Repeat all of the material exactly as given.

Location labeling records:
Start

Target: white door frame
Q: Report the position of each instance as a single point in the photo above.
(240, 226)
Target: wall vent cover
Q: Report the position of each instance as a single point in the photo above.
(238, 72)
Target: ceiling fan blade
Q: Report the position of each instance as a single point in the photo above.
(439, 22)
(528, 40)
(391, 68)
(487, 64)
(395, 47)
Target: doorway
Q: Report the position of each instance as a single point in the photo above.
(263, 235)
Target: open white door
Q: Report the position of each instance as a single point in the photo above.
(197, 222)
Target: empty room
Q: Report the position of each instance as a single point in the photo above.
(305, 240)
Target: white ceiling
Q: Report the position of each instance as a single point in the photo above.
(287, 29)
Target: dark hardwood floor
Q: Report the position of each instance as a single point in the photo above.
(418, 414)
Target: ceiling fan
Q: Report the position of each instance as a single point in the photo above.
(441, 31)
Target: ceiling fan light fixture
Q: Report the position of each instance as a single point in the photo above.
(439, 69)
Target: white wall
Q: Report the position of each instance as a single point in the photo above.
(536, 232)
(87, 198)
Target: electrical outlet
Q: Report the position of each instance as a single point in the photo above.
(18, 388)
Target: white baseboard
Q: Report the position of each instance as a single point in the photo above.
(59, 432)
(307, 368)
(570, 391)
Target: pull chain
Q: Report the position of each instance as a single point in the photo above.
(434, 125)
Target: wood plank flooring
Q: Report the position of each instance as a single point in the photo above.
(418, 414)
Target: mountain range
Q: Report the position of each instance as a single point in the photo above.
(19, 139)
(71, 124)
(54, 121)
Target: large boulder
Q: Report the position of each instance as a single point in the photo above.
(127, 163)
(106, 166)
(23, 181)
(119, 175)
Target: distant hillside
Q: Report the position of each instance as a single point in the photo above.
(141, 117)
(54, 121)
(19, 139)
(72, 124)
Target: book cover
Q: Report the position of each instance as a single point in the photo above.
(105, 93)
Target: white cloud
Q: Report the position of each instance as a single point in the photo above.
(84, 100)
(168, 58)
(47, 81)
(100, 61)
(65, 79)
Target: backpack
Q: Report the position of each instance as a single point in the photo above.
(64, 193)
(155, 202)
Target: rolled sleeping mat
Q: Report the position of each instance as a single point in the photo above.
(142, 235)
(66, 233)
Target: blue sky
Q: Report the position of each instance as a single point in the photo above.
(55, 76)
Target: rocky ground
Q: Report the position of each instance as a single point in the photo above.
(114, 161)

End

Answer to the task:
Target: white door frame
Q: Report the position of each instance as a single point in the photo above.
(240, 226)
Target: wall vent cover
Q: Report the position of each instance as a single point in the photo above.
(238, 72)
Target: ceiling fan blade
Q: Report the position of each instance as a single point in the photo above.
(439, 22)
(528, 40)
(391, 68)
(487, 64)
(395, 47)
Target: doorway
Q: Report the position of each instance as a single point in the photo above.
(263, 235)
Target: open white door
Q: Report the position of each instance as a single point in the photo above.
(197, 222)
Target: empty room
Q: Report the position of each instance as a single point in the photo above.
(305, 240)
Target: white ceiling
Q: Report the position of each instance as a single point in the photo above.
(287, 29)
Target: dark hardwood floor
Q: Report the position of each instance as a single point in the photo above.
(418, 414)
Target: ceiling fan
Q: Report the position of each instance as a single point in the photo above.
(441, 31)
Target: ceiling fan light fixture
Q: Report the position of each instance as a single point in the photo above.
(439, 69)
Target: white wall
Q: Report the position of each instance as a single point in the photo above.
(536, 232)
(87, 198)
Target: electrical outlet
Q: Report the position of each instance as a single point in the photo above.
(18, 388)
Target: white baseboard
Q: Report the position of each instance as a single point in the photo above.
(59, 432)
(307, 368)
(570, 391)
Target: pull chain
Q: Report the position of each instance as a single point in the photo above.
(434, 125)
Target: wood plank flooring
Q: Report the position of each instance as a single point in the photo above.
(418, 414)
Target: mountain range
Q: Report the position of each instance as a single point in the photo above.
(19, 139)
(71, 124)
(54, 121)
Target: large boulder
Q: Report the position of each instance as a single point in the photo above.
(127, 163)
(106, 166)
(23, 181)
(119, 175)
Target: distant hillside
Q: Report the position of each instance as a single point in the photo above.
(141, 117)
(54, 121)
(19, 139)
(72, 124)
Target: book cover
Q: Report the position of each instance as a single point in the photo above.
(105, 93)
Target: white cloud
Q: Report the position of each instance as a single point in the photo above.
(84, 100)
(168, 58)
(47, 81)
(100, 61)
(65, 79)
Target: backpack
Q: Report the position of each instance as a single point in the photo above.
(64, 193)
(155, 202)
Target: rolled sleeping mat
Q: Report the position of each instance as a single point in the photo above.
(142, 235)
(66, 233)
Target: blue sky
Q: Report the position of each instance as a single point in the photo above.
(55, 76)
Target: rocky ground
Q: Report the position of each instance as a single point in the photo above.
(114, 161)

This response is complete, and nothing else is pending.